You just spent the last nine months taking care with the foods and drinks that you did (and didn’t) put into your body. Now that you’re breastfeeding, you will have a lot more freedom with what you eat and drink, but it’s important to continue to eat a healthy diet. Eating the right foods will provide you and your little one a nutritious diet while avoiding foods that can potentially cause problems will keep your baby’s tummy happy.
Dietary Recommendations for Nursing Moms
Your body will make breastmilk for your new little one based on “supply and demand.” The more milk your baby drinks, the more milk your body will make. It makes this milk regardless of what you eat or drink. Moms all around the world, who eat differing cultural foods, successfully breastfeed. Because your body is taking nutrients from your body for the milk, if you don’t eat a healthy diet that replaces these nutrients, your health may suffer.
Experts recommend eating a healthy, well-balanced diet that includes carbohydrates, healthy fats and protein. Continue to take your prenatal vitamins to ensure that you and your baby get the necessary nutrients you both need. Studies show that the taste of breastmilk varies based on the mom’s diet. So, eating a wide variety of different foods will help expose your baby to new and different tastes.

EXERCISE OBJECTIVE:
Print the stretch of the breastfeeding nutrition text from "Dietary Recommendations for" through "and different tastes.", word for word.

(Dataset entries)

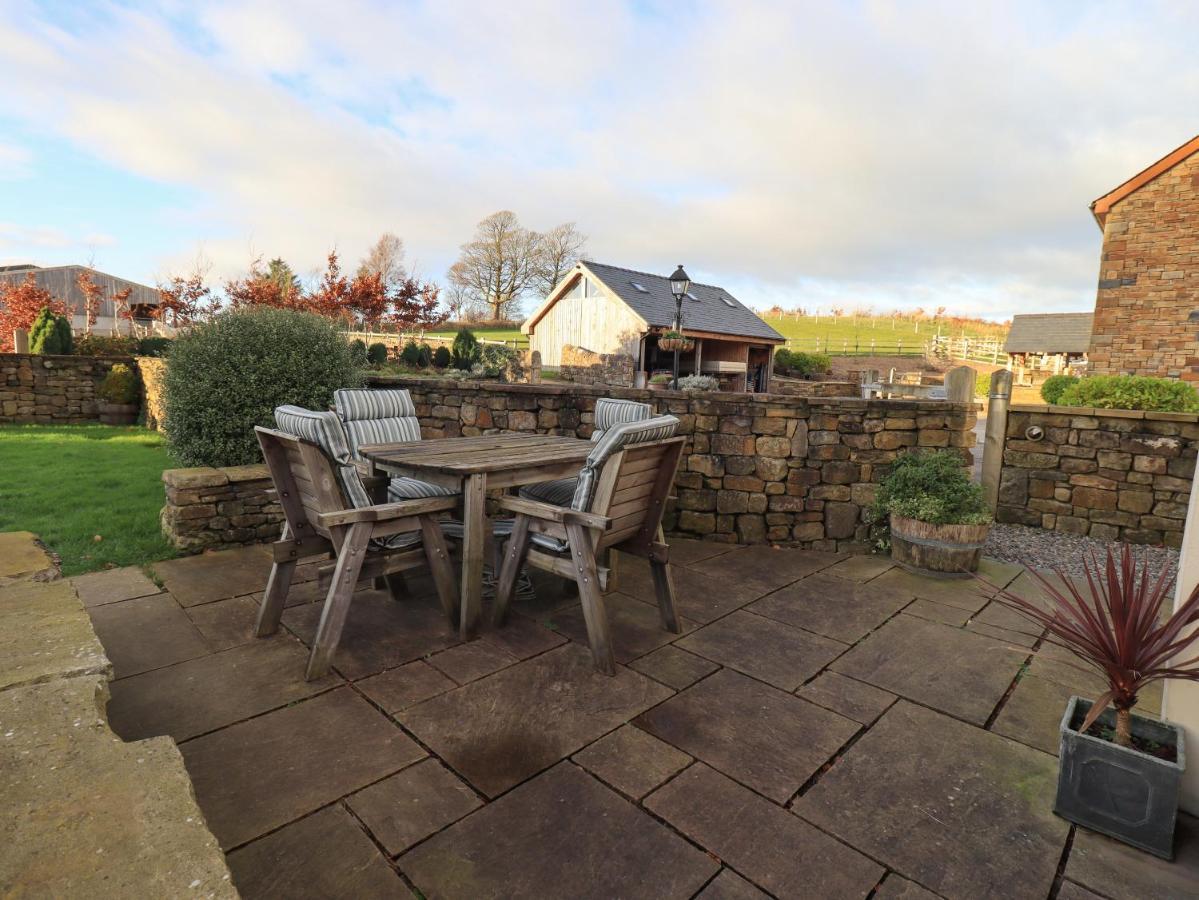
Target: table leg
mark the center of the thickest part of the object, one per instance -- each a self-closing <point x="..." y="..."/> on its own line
<point x="474" y="518"/>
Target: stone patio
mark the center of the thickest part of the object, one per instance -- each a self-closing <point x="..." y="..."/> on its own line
<point x="825" y="726"/>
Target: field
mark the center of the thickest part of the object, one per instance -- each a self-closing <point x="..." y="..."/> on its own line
<point x="72" y="484"/>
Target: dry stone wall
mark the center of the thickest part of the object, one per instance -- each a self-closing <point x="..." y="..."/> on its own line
<point x="1108" y="473"/>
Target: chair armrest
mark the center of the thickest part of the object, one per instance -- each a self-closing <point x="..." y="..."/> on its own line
<point x="552" y="513"/>
<point x="386" y="512"/>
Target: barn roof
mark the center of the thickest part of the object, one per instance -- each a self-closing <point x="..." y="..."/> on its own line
<point x="709" y="308"/>
<point x="1049" y="333"/>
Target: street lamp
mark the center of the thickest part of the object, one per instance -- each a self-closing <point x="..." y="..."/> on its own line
<point x="680" y="283"/>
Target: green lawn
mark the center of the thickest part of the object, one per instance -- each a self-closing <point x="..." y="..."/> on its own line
<point x="72" y="483"/>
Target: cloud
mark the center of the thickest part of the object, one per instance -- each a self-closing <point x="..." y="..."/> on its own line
<point x="928" y="153"/>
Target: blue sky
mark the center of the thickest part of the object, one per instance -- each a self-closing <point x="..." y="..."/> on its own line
<point x="815" y="155"/>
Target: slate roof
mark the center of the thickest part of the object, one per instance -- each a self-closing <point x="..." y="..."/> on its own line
<point x="1049" y="333"/>
<point x="708" y="312"/>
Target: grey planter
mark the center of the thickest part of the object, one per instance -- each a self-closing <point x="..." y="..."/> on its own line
<point x="1119" y="791"/>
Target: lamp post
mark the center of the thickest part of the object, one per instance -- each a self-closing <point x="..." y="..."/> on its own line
<point x="680" y="283"/>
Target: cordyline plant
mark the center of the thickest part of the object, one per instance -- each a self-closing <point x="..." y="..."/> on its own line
<point x="1113" y="624"/>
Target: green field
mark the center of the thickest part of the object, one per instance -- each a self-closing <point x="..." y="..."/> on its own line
<point x="72" y="484"/>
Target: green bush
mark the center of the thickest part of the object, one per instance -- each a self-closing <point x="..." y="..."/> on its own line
<point x="49" y="334"/>
<point x="377" y="354"/>
<point x="120" y="385"/>
<point x="227" y="375"/>
<point x="467" y="350"/>
<point x="1131" y="392"/>
<point x="1054" y="386"/>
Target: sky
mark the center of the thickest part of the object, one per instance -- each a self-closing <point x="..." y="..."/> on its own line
<point x="886" y="155"/>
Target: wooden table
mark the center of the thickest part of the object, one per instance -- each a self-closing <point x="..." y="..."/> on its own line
<point x="475" y="465"/>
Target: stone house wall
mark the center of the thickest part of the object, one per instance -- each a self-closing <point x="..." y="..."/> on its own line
<point x="1108" y="473"/>
<point x="216" y="508"/>
<point x="757" y="467"/>
<point x="52" y="390"/>
<point x="1149" y="281"/>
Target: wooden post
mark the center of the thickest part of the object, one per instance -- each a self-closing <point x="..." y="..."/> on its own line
<point x="993" y="440"/>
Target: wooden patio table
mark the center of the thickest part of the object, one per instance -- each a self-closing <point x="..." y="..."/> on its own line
<point x="475" y="465"/>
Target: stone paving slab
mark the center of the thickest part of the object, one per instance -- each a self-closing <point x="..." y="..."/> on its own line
<point x="832" y="606"/>
<point x="1125" y="873"/>
<point x="765" y="648"/>
<point x="326" y="855"/>
<point x="959" y="810"/>
<point x="530" y="843"/>
<point x="66" y="645"/>
<point x="632" y="761"/>
<point x="76" y="798"/>
<point x="209" y="693"/>
<point x="947" y="669"/>
<point x="766" y="740"/>
<point x="414" y="803"/>
<point x="146" y="633"/>
<point x="259" y="774"/>
<point x="114" y="585"/>
<point x="765" y="843"/>
<point x="507" y="726"/>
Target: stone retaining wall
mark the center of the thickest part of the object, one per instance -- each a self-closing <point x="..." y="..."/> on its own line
<point x="1108" y="473"/>
<point x="216" y="508"/>
<point x="758" y="467"/>
<point x="52" y="390"/>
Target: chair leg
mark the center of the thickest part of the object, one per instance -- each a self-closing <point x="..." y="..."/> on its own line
<point x="337" y="602"/>
<point x="513" y="559"/>
<point x="594" y="611"/>
<point x="663" y="586"/>
<point x="438" y="555"/>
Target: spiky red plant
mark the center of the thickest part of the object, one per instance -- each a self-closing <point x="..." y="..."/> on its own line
<point x="1113" y="624"/>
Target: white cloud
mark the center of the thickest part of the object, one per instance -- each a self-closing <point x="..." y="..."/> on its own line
<point x="933" y="153"/>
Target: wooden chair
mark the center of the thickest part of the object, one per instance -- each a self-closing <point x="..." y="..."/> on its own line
<point x="618" y="506"/>
<point x="368" y="542"/>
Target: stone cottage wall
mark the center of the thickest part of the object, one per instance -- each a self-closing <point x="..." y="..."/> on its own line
<point x="757" y="467"/>
<point x="1149" y="281"/>
<point x="1108" y="473"/>
<point x="52" y="390"/>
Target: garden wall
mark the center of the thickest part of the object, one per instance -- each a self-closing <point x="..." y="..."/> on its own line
<point x="758" y="467"/>
<point x="52" y="390"/>
<point x="216" y="508"/>
<point x="1108" y="473"/>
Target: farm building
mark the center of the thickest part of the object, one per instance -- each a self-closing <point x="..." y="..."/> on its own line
<point x="62" y="282"/>
<point x="608" y="309"/>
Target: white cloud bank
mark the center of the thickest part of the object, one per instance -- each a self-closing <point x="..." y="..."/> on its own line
<point x="883" y="152"/>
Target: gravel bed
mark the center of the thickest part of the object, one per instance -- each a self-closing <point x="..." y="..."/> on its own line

ANSWER TO THIS PROBLEM:
Dietary Recommendations for Nursing Moms
Your body will make breastmilk for your new little one based on “supply and demand.” The more milk your baby drinks, the more milk your body will make. It makes this milk regardless of what you eat or drink. Moms all around the world, who eat differing cultural foods, successfully breastfeed. Because your body is taking nutrients from your body for the milk, if you don’t eat a healthy diet that replaces these nutrients, your health may suffer.
Experts recommend eating a healthy, well-balanced diet that includes carbohydrates, healthy fats and protein. Continue to take your prenatal vitamins to ensure that you and your baby get the necessary nutrients you both need. Studies show that the taste of breastmilk varies based on the mom’s diet. So, eating a wide variety of different foods will help expose your baby to new and different tastes.